Written exercise A: Change "pixel coordinates" to "image coordinates" everywhere in the listing below, from its first line through the line containing "(632, 1004)", and give those lines back otherwise unchanged.

═════ Excerpt

The wait for the eighth drop to fall took even longer, because the university installed air conditioning in the physics building, and cooler temperatures made the pitch flow more slowly. This time Mainstone had to wait 12 years, until November 2000, for the drop to fall. By then he was semi-retired and traveling in the UK when he received an e-mail from a colleague warning that the fall might happen at any moment. Mainstone was disappointed that he wouldn’t be there to see it in person, but he took comfort in knowing that the physics department had set up a camera to record the event…that is, until two more e-mails arrived. The first reported that the drop had fallen; the second reported that the camera had malfunctioned and failed to film the fall. Four times since 1962, drops had fallen into the beaker. Mainstone missed them all.
To the last drop…
By the summer of 2013, Mainstone was in his late 70s. He was still the custodian of the pitch drop experiment, and he hoped to be there to see the ninth drop fall, perhaps in 2014. This time, not one but three cameras were set up to film the drop, so that one camera would film the action even if two others failed. But Mainstone didn’t make it. He died in August 2013, before the drop fell.

══════════
═════ Excerpted records

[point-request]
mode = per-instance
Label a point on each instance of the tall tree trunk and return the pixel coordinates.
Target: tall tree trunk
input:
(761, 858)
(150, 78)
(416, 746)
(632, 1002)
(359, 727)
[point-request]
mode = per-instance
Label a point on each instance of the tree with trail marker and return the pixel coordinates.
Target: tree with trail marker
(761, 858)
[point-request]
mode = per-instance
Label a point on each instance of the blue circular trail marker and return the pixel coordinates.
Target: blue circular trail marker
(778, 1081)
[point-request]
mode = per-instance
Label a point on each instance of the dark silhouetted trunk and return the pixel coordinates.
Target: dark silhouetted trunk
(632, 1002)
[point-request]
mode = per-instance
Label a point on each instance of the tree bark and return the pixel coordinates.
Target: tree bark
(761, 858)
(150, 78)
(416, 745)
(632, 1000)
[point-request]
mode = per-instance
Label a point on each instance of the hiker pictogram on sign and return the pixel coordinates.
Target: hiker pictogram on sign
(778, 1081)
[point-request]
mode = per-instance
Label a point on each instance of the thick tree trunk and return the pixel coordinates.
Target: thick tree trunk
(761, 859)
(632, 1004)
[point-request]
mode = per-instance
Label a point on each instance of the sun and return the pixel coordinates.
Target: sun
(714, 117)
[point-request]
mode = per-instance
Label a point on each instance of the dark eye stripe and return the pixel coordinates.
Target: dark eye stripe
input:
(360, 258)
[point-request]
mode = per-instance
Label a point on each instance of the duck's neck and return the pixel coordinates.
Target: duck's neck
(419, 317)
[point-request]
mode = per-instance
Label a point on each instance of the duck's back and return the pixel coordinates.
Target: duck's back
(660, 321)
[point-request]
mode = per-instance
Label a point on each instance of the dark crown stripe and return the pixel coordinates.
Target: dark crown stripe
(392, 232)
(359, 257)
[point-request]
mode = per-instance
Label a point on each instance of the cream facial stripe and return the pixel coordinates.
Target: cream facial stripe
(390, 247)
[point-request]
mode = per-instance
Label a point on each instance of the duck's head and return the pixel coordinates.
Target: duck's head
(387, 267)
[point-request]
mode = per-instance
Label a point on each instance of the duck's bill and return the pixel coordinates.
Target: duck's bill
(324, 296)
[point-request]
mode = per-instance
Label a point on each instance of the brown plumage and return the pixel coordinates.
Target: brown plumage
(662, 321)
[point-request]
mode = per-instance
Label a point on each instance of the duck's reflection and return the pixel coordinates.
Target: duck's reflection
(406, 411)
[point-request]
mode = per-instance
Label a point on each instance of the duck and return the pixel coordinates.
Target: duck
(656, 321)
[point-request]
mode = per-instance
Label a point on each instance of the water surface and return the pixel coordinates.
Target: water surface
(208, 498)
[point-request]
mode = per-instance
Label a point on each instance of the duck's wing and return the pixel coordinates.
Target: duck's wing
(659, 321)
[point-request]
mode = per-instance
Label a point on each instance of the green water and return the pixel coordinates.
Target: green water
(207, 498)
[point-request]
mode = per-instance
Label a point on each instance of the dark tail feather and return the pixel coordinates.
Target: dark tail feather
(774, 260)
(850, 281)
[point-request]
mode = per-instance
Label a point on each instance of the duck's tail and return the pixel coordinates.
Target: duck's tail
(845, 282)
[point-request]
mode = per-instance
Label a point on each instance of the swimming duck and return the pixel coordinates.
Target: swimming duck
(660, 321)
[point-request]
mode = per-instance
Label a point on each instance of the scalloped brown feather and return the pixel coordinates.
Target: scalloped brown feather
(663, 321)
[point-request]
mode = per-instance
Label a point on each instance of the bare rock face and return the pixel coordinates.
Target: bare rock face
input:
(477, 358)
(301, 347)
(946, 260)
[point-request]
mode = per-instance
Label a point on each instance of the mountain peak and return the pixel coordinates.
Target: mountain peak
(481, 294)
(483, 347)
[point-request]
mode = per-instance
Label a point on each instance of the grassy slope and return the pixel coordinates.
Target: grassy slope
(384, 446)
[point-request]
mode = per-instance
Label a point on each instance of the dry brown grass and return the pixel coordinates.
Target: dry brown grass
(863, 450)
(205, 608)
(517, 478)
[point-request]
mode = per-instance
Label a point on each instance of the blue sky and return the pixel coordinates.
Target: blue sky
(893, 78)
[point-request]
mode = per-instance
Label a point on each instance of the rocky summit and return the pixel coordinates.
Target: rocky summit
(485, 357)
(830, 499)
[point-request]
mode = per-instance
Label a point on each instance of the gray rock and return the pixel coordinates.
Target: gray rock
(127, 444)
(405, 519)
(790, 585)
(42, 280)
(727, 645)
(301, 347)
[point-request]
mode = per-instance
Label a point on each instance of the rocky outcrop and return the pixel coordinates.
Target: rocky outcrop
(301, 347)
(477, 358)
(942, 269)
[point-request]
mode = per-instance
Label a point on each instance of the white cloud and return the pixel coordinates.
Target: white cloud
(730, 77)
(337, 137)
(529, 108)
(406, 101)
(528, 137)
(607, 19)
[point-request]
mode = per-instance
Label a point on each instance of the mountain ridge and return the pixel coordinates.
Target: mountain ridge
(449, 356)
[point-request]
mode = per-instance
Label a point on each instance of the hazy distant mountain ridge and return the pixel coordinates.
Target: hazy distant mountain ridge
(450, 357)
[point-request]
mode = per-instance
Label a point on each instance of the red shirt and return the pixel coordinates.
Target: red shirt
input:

══════════

Written exercise B: Write what comes next in the pitch drop experiment passage above, picking up after its last sentence.

Output A:
[point-request]
mode = per-instance
Label a point on each instance of the tall tree trunk and return the image coordinates.
Target: tall tree trunk
input:
(761, 858)
(150, 78)
(416, 746)
(632, 1002)
(359, 727)
[point-request]
mode = per-instance
Label a point on each instance of the tree with trail marker and return the image coordinates.
Target: tree with trail marker
(761, 858)
[point-request]
mode = per-instance
Label a point on each instance of the blue circular trail marker and return the image coordinates.
Target: blue circular trail marker
(778, 1081)
[point-request]
mode = per-instance
Label a point on each instance of the dark silhouetted trunk and return the image coordinates.
Target: dark silhouetted trunk
(632, 1002)
[point-request]
mode = per-instance
Label a point on each instance of the tree bark and return the image coordinates.
Target: tree bark
(761, 858)
(150, 78)
(416, 745)
(632, 1000)
[point-request]
mode = per-instance
Label a point on each instance of the hiker pictogram on sign and return the image coordinates.
Target: hiker pictogram on sign
(778, 1081)
[point-request]
mode = per-instance
Label a point on each instance of the thick tree trunk and return the image coordinates.
Target: thick tree trunk
(761, 859)
(632, 1004)

Output B:
Mainstone did have one consolation before he died: Trinity College in Dublin had their own pitch drop experiment, dating to 1944. It had been long ignored, but the growing interest in Mainstone’s experiment convinced the faculty at Trinity to pull theirs off the shelf, where it sat beneath decades of accumulated dust. A number of drops had already fallen, but no one knew when, because no one had paid any attention. This time would be different: When someone noticed in April 2013 that a drop looked like it was about to fall, a camera was set up to record it. At about 5:00 p.m. on July 11, it filmed the pitch as it fell into the beaker. Mainstone saw the footage; it was “tantalizing,” he told his colleagues. He died six weeks later.
Even if Mainstone had lived, he wouldn’t have seen the ninth drop fall. The beaker was so full of pitch from the first eight drops, that in April 2014 Mainstone’s successor decided to replace it with an empty one. But when he lifted the bell jar, the base wobbled and the ninth drop just snapped off. Don’t despair, though: the tenth drop should fall sometime in 2028, and there’s enough pitch in the funnel to last another 100 years.